::: Task material :::

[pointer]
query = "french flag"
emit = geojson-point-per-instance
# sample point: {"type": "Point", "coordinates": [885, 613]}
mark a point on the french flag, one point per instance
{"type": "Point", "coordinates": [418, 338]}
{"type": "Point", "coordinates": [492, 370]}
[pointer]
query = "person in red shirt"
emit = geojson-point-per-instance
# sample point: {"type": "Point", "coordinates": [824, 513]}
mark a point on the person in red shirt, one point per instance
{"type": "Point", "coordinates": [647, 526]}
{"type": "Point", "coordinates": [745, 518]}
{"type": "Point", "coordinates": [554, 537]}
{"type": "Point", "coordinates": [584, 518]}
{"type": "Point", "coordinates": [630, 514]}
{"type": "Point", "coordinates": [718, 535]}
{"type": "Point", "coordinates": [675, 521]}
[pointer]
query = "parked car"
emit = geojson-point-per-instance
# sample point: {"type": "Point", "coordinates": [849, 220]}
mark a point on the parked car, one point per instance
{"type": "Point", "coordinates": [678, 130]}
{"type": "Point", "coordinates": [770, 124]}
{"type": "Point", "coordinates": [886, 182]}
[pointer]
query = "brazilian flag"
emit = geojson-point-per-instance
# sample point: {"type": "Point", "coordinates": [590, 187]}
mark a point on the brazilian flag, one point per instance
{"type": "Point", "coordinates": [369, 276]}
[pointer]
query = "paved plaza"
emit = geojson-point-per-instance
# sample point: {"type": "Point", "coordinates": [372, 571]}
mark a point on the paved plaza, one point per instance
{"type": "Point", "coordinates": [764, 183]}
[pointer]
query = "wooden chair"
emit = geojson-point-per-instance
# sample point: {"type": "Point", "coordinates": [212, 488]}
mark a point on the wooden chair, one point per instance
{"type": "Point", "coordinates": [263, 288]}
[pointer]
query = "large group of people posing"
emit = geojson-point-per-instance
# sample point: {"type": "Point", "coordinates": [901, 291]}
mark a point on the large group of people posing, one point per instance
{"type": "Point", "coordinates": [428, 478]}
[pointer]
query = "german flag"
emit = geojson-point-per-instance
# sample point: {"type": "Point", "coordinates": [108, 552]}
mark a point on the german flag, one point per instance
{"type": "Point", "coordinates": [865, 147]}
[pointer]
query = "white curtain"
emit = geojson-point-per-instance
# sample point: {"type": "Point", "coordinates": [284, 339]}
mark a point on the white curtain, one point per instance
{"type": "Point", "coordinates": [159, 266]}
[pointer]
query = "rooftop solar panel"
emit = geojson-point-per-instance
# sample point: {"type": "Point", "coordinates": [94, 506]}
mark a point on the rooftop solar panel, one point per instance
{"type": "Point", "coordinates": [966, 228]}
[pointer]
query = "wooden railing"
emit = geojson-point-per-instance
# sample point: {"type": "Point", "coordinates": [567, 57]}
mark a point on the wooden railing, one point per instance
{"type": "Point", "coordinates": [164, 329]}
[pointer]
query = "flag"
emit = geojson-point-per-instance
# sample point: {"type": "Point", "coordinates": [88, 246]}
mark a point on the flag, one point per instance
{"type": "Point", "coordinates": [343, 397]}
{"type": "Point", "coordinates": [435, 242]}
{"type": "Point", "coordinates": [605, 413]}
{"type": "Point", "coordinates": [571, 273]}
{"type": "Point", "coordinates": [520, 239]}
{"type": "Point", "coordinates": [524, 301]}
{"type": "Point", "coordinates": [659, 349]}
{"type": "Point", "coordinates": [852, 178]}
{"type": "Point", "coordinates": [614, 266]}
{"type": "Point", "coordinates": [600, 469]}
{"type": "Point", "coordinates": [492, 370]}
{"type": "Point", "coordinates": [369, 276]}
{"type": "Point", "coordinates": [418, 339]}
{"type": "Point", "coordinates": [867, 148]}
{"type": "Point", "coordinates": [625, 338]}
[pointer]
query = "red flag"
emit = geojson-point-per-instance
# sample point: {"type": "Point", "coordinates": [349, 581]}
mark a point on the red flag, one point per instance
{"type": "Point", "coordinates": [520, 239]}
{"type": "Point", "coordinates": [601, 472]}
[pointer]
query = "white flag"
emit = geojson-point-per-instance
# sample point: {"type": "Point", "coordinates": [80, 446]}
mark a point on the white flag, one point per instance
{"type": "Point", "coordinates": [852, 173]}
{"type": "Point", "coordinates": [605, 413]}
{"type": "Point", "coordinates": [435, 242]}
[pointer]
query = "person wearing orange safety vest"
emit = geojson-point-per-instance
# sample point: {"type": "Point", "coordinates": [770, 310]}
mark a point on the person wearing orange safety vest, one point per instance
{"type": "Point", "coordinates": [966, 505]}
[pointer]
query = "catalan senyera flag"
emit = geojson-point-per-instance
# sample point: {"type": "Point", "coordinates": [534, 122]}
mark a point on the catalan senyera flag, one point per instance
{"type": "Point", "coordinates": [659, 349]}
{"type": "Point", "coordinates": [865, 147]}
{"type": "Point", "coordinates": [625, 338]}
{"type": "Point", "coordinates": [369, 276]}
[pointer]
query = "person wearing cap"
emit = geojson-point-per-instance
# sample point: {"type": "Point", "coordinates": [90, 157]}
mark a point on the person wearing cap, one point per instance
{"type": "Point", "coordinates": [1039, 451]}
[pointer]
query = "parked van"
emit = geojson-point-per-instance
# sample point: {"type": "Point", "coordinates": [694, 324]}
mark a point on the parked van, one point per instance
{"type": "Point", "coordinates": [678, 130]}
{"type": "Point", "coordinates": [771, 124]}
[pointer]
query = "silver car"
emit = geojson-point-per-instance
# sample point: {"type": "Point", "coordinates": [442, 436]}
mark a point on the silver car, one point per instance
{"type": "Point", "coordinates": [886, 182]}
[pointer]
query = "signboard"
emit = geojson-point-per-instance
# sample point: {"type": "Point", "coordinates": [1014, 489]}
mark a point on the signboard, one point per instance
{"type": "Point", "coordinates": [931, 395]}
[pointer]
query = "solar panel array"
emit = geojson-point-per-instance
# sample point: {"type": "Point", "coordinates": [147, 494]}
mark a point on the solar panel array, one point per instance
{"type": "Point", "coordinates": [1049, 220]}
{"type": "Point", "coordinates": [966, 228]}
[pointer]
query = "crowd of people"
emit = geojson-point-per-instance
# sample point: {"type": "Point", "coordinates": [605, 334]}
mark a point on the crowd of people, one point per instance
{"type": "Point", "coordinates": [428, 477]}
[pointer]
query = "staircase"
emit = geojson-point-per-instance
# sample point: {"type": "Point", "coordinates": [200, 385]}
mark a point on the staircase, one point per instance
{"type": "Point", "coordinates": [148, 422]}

:::

Repeat the listing exactly, from its first line to its last.

[pointer]
query = "french flag"
emit = geojson-point-per-instance
# sample point: {"type": "Point", "coordinates": [885, 613]}
mark a point on the french flag, one point per instance
{"type": "Point", "coordinates": [418, 338]}
{"type": "Point", "coordinates": [492, 370]}
[pointer]
query = "person in red shirt"
emit = geojson-point-per-instance
# sample point: {"type": "Point", "coordinates": [824, 513]}
mark a point on the person in red shirt, one point per instance
{"type": "Point", "coordinates": [647, 526]}
{"type": "Point", "coordinates": [745, 518]}
{"type": "Point", "coordinates": [554, 537]}
{"type": "Point", "coordinates": [584, 518]}
{"type": "Point", "coordinates": [630, 514]}
{"type": "Point", "coordinates": [718, 535]}
{"type": "Point", "coordinates": [675, 521]}
[pointer]
query = "parked car"
emit = geojson-point-per-instance
# sample point: {"type": "Point", "coordinates": [849, 220]}
mark a point on the parked car, one point per instance
{"type": "Point", "coordinates": [678, 130]}
{"type": "Point", "coordinates": [770, 124]}
{"type": "Point", "coordinates": [886, 182]}
[pointer]
query = "brazilian flag"
emit = geojson-point-per-instance
# sample point: {"type": "Point", "coordinates": [590, 187]}
mark a point on the brazilian flag, one point per instance
{"type": "Point", "coordinates": [369, 276]}
[pointer]
query = "paved plaza"
emit = geojson-point-per-instance
# sample point: {"type": "Point", "coordinates": [372, 571]}
mark a point on the paved plaza, one point per instance
{"type": "Point", "coordinates": [764, 183]}
[pointer]
query = "wooden chair"
emit = geojson-point-per-instance
# sample point: {"type": "Point", "coordinates": [212, 488]}
mark a point on the wooden chair, one point per instance
{"type": "Point", "coordinates": [263, 288]}
[pointer]
query = "large group of people posing"
emit = geojson-point-per-instance
# sample point: {"type": "Point", "coordinates": [901, 291]}
mark a point on the large group of people posing, one point per instance
{"type": "Point", "coordinates": [428, 478]}
[pointer]
query = "german flag"
emit = geojson-point-per-instance
# sample point: {"type": "Point", "coordinates": [108, 552]}
mark a point on the german flag, one point per instance
{"type": "Point", "coordinates": [865, 147]}
[pointer]
query = "white curtain"
emit = geojson-point-per-instance
# sample point: {"type": "Point", "coordinates": [284, 339]}
mark a point on the white curtain, one point per instance
{"type": "Point", "coordinates": [159, 266]}
[pointer]
query = "rooftop solar panel"
emit = geojson-point-per-instance
# sample point: {"type": "Point", "coordinates": [94, 506]}
mark a point on the rooftop solar panel, one point per instance
{"type": "Point", "coordinates": [966, 228]}
[pointer]
query = "wooden railing"
emit = geojson-point-per-instance
# sample point: {"type": "Point", "coordinates": [567, 57]}
mark a point on the wooden railing, one point per instance
{"type": "Point", "coordinates": [164, 329]}
[pointer]
query = "flag"
emit = geojson-point-per-instance
# sample point: {"type": "Point", "coordinates": [88, 246]}
mark a point on the flag, one point per instance
{"type": "Point", "coordinates": [343, 397]}
{"type": "Point", "coordinates": [435, 242]}
{"type": "Point", "coordinates": [605, 413]}
{"type": "Point", "coordinates": [571, 273]}
{"type": "Point", "coordinates": [520, 239]}
{"type": "Point", "coordinates": [524, 301]}
{"type": "Point", "coordinates": [659, 349]}
{"type": "Point", "coordinates": [852, 178]}
{"type": "Point", "coordinates": [614, 266]}
{"type": "Point", "coordinates": [600, 469]}
{"type": "Point", "coordinates": [492, 370]}
{"type": "Point", "coordinates": [369, 276]}
{"type": "Point", "coordinates": [418, 339]}
{"type": "Point", "coordinates": [867, 148]}
{"type": "Point", "coordinates": [625, 338]}
[pointer]
query = "red flag"
emit = geojson-point-per-instance
# sample point: {"type": "Point", "coordinates": [349, 581]}
mark a point on the red flag, one point per instance
{"type": "Point", "coordinates": [520, 239]}
{"type": "Point", "coordinates": [601, 472]}
[pointer]
query = "white flag"
emit = geojson-point-per-instance
# sample point: {"type": "Point", "coordinates": [80, 446]}
mark a point on the white flag, one point per instance
{"type": "Point", "coordinates": [852, 173]}
{"type": "Point", "coordinates": [605, 413]}
{"type": "Point", "coordinates": [435, 242]}
[pointer]
query = "person wearing orange safety vest"
emit = geojson-point-per-instance
# sample point: {"type": "Point", "coordinates": [770, 310]}
mark a point on the person wearing orange safety vest, one point per instance
{"type": "Point", "coordinates": [966, 505]}
[pointer]
query = "catalan senyera flag"
emit = geojson-point-per-instance
# sample point: {"type": "Point", "coordinates": [534, 122]}
mark a point on the catalan senyera flag, one point per instance
{"type": "Point", "coordinates": [659, 349]}
{"type": "Point", "coordinates": [865, 147]}
{"type": "Point", "coordinates": [625, 338]}
{"type": "Point", "coordinates": [369, 276]}
[pointer]
query = "person wearing cap"
emit = geojson-point-per-instance
# sample point: {"type": "Point", "coordinates": [90, 157]}
mark a point on the person wearing cap, one point per instance
{"type": "Point", "coordinates": [1039, 451]}
[pointer]
query = "parked van"
emit = geojson-point-per-instance
# sample point: {"type": "Point", "coordinates": [694, 324]}
mark a point on the parked van, one point per instance
{"type": "Point", "coordinates": [678, 130]}
{"type": "Point", "coordinates": [771, 124]}
[pointer]
query = "silver car"
emit = geojson-point-per-instance
# sample point: {"type": "Point", "coordinates": [442, 436]}
mark a point on the silver car, one point per instance
{"type": "Point", "coordinates": [886, 182]}
[pointer]
query = "signboard"
emit = geojson-point-per-instance
# sample point: {"type": "Point", "coordinates": [1014, 489]}
mark a point on the signboard, one point per instance
{"type": "Point", "coordinates": [931, 395]}
[pointer]
query = "solar panel array"
emit = geojson-point-per-instance
# sample point: {"type": "Point", "coordinates": [147, 494]}
mark a point on the solar panel array, one point per instance
{"type": "Point", "coordinates": [1049, 220]}
{"type": "Point", "coordinates": [966, 228]}
[pointer]
query = "crowd of people"
emit = geojson-point-per-instance
# sample point: {"type": "Point", "coordinates": [605, 334]}
mark a point on the crowd of people, one point per instance
{"type": "Point", "coordinates": [428, 477]}
[pointer]
query = "staircase"
emit = geojson-point-per-instance
# sample point: {"type": "Point", "coordinates": [200, 385]}
mark a point on the staircase, one point per instance
{"type": "Point", "coordinates": [148, 422]}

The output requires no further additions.